• _Article_
■ ■ ■ ■ ■ ■ ■

I found out about this book through a blog post on Diversity in YA. I was intrigued on how a book about Greek mythology would incorporate diversity, when many associate the Greeks with "white." In some ways I agree with this, but on the other hand, my sister's recent obsession with "The Percy Jackson" series has left me at a stand still. Fictional white gods shouldn't be a viable excuse for the lack of diversity, and "Promise of Shadows" is definitely proof that characters being different races doesn't take away from these "fictional" myths.
Promise of Shadows follows the exploits of Zephyr Mourning, a harpy, who was sentenced to an eternity in Tartarus, due to her finding out the means to kill a god. I should mention it was a minor god, but being a vaettir(I take this as anything supernatural that is not a god), she shouldn't have this strong power, but there were many events that lead up to this moment.
I think where this book struggled for me was points of world building. Mind you, if you are familiar with Greek mythology, it may not be an issue. But I believe you have to also be a teeny familiar Norse mythology as well, as many of the terms they uses are in fact from Norse mythology. I just happen to be a Norse myth buff, so I instantly recognized words that looked Scandinavian to me. But there were two things that bothered me, because they're not explicitly explained. It doesnt hold the story back at all, so this is not an insult or jab of any kind.
But terms "Aethereal" and "Exaulted" were thrown around a bunch, and for the most part, many gods mentioned were both, but it doesnt explain exactly what makes an Aethereal "Exaulted." My knowledge of Greek mythology leads me to believe Aethereal is a term meant only for gods. I took the "Exaulted" as the big guys on campus. You know? Hermes, Zeus, Hades, Hera, etc. But it doesnt explain, but it could just be because the author is attempting allow the audience the intelligence to come up with these ideals on their own?
Some of the pacing was a little off, but only because there were many times Zephyr would speak off focus. Her love interest Tallon? I don't mind a main character having the hots for a guy, but many times, there seemed to be too much time spent on telling me how hot he was, and how much she was attracted to him. I think I would've complained less if more time would've been spent on their relationship. Physical attraction is only one part of attraction. So if there had been more moments that proved why she liked him so much, outside of seeing and imagining his washboard abs, you coulda sold me :D
Now with that out the way, I think this is the first book in the fantasy genre that I literally just loved. Books can have their faults but you still feel connected to them. Zephyr was totally relatable. I mean, as relatable as one can be when she's a harpy and wanted by the gods for murdering a god. She wasnt perfect, and I liked her through her unsureness and flaws. I could totally see myself in her situation if I were a mythological creature many of the gods already hated. She was so human by the relationship she shared with her sister. I cant say that I would have done anything different if someone had killed my sister.

■ ■ ■ ■ ■ ■ ■

• _Dataset extract_
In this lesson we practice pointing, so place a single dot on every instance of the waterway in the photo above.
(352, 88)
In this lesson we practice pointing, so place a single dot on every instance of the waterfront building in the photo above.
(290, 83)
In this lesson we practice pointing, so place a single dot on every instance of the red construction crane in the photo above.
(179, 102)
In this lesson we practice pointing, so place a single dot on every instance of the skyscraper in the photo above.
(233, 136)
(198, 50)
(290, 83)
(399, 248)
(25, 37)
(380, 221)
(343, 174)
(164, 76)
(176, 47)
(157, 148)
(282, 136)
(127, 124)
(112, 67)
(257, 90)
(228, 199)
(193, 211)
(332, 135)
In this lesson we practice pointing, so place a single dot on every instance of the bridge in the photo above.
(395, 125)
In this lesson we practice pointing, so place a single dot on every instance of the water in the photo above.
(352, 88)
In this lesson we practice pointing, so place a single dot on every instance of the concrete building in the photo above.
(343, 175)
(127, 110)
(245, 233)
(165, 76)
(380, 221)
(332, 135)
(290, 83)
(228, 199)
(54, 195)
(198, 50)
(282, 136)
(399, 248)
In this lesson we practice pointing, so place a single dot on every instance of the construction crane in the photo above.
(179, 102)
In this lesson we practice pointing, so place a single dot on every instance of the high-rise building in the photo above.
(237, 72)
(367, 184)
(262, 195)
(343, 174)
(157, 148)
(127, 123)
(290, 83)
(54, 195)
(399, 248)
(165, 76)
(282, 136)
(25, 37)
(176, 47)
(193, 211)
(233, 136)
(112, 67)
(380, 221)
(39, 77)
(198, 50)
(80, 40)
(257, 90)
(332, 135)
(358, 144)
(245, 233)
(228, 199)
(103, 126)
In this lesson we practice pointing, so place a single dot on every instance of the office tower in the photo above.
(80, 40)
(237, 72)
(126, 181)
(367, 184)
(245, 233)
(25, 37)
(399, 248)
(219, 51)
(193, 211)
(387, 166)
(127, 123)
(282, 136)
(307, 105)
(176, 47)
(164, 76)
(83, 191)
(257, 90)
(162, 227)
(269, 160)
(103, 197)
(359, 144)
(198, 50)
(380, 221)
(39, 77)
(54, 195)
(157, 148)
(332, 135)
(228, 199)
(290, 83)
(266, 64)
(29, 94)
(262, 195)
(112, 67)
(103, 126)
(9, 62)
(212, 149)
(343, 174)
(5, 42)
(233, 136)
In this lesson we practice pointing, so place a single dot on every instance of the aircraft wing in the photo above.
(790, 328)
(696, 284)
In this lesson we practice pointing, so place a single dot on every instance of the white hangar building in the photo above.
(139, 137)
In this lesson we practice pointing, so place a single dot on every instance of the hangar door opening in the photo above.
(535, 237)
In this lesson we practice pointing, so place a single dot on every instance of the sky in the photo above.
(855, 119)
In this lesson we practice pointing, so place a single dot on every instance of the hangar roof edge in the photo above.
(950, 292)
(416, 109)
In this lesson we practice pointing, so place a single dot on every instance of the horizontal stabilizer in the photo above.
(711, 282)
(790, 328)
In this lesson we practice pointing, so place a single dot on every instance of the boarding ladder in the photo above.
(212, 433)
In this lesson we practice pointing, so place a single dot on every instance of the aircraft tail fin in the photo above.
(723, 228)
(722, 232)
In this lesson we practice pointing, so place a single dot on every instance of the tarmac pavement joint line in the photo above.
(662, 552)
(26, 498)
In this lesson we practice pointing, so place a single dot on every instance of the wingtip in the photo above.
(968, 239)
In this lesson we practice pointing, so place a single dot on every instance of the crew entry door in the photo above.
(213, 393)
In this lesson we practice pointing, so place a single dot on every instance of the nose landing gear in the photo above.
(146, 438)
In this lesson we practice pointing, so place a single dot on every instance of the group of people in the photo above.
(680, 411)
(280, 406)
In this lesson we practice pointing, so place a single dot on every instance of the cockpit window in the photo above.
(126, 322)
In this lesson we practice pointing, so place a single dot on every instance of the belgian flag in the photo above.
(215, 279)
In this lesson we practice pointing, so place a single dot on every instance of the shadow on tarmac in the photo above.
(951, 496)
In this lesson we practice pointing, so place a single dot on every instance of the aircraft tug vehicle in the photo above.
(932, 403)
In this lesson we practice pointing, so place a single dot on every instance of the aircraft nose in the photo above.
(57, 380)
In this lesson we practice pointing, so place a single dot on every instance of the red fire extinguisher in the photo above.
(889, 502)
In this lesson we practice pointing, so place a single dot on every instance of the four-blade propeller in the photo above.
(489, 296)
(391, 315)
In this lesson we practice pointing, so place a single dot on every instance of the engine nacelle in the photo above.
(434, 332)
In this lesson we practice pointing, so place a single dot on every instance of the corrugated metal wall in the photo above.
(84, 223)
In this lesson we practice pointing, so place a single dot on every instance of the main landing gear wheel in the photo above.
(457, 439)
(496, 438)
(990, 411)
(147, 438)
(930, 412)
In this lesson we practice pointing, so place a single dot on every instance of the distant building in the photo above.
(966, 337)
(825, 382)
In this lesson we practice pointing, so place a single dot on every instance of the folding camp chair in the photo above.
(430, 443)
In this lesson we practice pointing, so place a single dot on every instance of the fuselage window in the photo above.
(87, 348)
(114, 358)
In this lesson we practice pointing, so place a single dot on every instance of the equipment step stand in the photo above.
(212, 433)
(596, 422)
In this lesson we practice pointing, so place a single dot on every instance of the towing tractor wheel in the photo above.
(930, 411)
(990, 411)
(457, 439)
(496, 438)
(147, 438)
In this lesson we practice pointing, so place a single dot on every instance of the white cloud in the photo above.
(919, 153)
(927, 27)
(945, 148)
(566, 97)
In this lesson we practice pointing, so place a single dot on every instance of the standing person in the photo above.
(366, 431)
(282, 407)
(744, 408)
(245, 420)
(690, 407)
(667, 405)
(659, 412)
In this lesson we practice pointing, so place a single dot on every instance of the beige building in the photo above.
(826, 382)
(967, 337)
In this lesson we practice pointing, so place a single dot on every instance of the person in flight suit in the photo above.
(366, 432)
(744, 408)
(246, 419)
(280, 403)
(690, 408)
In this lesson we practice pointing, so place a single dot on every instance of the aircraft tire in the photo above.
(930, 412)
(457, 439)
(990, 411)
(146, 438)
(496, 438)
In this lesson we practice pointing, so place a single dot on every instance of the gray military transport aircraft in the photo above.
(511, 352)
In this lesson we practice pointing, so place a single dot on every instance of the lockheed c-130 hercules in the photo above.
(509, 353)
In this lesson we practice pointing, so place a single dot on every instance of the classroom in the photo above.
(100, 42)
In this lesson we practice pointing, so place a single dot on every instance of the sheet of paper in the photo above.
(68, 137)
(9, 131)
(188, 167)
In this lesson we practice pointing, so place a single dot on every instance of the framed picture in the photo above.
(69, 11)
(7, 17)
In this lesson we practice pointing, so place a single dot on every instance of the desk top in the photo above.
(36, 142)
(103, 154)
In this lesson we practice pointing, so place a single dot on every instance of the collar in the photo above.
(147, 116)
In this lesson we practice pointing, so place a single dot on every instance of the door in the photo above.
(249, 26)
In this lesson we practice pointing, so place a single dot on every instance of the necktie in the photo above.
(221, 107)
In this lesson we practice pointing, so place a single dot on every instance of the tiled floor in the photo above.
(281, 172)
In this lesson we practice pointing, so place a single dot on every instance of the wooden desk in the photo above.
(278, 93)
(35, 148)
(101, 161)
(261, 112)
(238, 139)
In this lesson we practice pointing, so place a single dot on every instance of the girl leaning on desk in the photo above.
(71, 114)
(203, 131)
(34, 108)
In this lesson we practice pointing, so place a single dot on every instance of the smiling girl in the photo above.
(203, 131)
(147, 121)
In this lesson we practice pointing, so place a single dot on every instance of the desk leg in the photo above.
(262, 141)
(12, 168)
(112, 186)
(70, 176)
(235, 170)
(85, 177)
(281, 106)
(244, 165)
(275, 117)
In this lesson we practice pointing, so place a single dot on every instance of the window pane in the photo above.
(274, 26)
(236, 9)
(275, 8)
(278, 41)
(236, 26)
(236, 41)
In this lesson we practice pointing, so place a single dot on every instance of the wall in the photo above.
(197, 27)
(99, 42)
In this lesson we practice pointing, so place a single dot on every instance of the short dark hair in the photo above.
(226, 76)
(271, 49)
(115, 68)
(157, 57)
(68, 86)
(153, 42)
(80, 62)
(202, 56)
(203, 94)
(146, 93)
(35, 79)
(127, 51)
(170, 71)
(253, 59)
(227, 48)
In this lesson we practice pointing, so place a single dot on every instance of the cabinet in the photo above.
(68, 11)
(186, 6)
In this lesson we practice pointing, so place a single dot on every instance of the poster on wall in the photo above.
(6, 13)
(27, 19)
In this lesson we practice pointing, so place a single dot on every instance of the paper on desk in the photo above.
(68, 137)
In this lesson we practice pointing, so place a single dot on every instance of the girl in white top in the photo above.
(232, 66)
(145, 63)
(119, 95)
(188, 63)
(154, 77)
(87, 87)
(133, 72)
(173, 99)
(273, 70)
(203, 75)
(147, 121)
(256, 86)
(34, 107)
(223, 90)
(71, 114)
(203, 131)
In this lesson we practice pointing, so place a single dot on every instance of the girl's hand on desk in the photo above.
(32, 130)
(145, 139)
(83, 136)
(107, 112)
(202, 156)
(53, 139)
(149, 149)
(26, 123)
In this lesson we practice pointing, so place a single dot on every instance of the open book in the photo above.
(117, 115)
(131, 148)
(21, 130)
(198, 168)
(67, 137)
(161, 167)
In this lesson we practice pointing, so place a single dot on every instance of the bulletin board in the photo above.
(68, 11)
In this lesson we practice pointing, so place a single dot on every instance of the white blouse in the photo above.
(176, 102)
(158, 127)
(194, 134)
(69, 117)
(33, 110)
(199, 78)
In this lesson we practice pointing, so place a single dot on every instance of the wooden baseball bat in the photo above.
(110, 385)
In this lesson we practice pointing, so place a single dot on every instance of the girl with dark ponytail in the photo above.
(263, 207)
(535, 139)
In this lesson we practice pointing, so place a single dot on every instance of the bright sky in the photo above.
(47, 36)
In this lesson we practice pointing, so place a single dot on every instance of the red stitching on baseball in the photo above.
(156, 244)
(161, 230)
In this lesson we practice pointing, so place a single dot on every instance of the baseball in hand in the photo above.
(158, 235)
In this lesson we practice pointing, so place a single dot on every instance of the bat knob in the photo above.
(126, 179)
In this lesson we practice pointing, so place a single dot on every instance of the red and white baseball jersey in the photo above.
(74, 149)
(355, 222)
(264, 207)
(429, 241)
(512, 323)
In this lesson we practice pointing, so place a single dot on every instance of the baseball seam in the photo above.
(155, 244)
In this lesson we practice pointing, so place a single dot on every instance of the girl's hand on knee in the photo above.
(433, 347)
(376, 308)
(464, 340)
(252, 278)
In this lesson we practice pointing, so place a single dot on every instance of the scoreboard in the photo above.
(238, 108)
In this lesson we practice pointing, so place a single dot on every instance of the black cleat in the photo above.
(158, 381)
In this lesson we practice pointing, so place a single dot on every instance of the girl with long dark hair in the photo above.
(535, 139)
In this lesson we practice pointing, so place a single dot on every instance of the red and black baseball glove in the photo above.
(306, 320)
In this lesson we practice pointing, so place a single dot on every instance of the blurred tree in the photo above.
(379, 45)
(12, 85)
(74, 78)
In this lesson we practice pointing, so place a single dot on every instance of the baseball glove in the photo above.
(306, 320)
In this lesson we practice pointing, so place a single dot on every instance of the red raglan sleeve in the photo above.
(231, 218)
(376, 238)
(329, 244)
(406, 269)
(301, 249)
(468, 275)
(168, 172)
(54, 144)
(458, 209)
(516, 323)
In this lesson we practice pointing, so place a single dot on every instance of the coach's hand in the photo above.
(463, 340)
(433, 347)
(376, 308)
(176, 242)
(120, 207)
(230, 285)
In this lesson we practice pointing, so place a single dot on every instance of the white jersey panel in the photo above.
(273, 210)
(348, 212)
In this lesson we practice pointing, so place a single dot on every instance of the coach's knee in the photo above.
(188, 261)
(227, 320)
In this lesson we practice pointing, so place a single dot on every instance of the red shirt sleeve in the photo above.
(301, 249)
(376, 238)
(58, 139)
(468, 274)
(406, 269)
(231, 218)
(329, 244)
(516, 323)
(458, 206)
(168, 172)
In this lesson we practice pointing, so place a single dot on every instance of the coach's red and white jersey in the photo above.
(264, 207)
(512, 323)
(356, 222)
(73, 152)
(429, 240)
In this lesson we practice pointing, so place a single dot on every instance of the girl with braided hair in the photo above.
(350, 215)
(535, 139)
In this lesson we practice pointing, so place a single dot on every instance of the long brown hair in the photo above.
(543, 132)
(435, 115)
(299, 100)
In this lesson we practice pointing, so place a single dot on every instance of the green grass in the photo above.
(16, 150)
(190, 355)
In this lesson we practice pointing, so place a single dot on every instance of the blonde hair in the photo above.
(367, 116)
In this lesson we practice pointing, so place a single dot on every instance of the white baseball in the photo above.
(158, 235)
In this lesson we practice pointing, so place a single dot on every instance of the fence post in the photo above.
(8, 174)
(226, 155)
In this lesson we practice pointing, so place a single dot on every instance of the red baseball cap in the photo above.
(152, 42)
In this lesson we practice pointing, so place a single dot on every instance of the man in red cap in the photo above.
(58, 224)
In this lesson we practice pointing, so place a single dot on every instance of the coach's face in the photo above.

■ ■ ■ ■ ■ ■ ■

• _Set of tasks_
(1) Quote the review of Promise of Shadows word for word, starting at "I think where" and ending at "of any kind.".
(2) According to the review, why is the pacing of Promise of Shadows a little off? Answer in one to three sentences.
(3) Carry on the review of Promise of Shadows from its final sentence.
The lines have no connection to the review of Promise of Shadows.

• _Answer set_
(1)
I think where this book struggled for me was points of world building. Mind you, if you are familiar with Greek mythology, it may not be an issue. But I believe you have to also be a teeny familiar Norse mythology as well, as many of the terms they uses are in fact from Norse mythology. I just happen to be a Norse myth buff, so I instantly recognized words that looked Scandinavian to me. But there were two things that bothered me, because they're not explicitly explained. It doesnt hold the story back at all, so this is not an insult or jab of any kind.

(2) The pacing is off because Zephyr often speaks off focus. In particular, she spends a lot of time describing how attractive Tallon is instead of showing their relationship.

(3)
Zephyr had untapped abilities that wanted to manifest, but just never had the right time to, and she wasnt allowed to use this power, because it was of the "shadows" and a prophecy states a warrior of darkness will come and save everyone from the tyranny of the gods. I think this could be a metaphor for just knowing you have talent, but being afraid to use it, in fear you'll be judged. Or accused of showing off, or any other reason you might find not to tap into the things that make you special and different.
And lets not ignore this fact. Zephyr a sista ;p She had what I interpreted as blue dreads, that were later a fro(explained in the book). She even specifically mentions (when encountering a shapeshifter) seeing a black girl with blue hair. It only dawns on her that she's looking at herself(as the shapeshifter turned into her).
But many times, women of color are always left out of the conversation of whether people of color are in science fiction and fantasy. I found her character refreshing, and making her a person of color doesn't take away from the story, so it makes absolutely no sense NOT to make her a person of color.
Her backstory is fleshed out well enough where I find out much of her history and why she is even able to wield dark magic. One of her parent's is a big dog, and while it should be obvious, it was still interesting to see how all that worked it's way into her present.
The conflict was definitely a highlight. She was prophesied to be the next "Nyx" a genderless term to describe a vaettir who could wield the dark power like a god, who would be the vaettir's hope at gaining freedom from the god's reign.
And I LOVED that Hera was the villain. I know because she's the god of marriage and the like, she gets this rap of being innocent and docile. But many forget she's a god. Who has a lousy husband. I mean, you don't get more vengeful than being married to the biggest gigaloo in Mount Olympus. I didnt see all the gods in this book, but Im interested to see where the story leads, as Aphrodite was depicted in a way I'd never seen her before(red head and total warrior princess). There were many elements that set it aside from other interpretations, but then again, I've yet to read Percy Jackson(my sister is currently reading it).
Eh, I dont really have any complaints Grammar and Writing Style wise. I dont want to waste paragraphs talking about it being an industry standard. Just know it blends dialogue with beats well, 90% of the time the POV is clear, and it's edited well. I mean, it's traditionally published.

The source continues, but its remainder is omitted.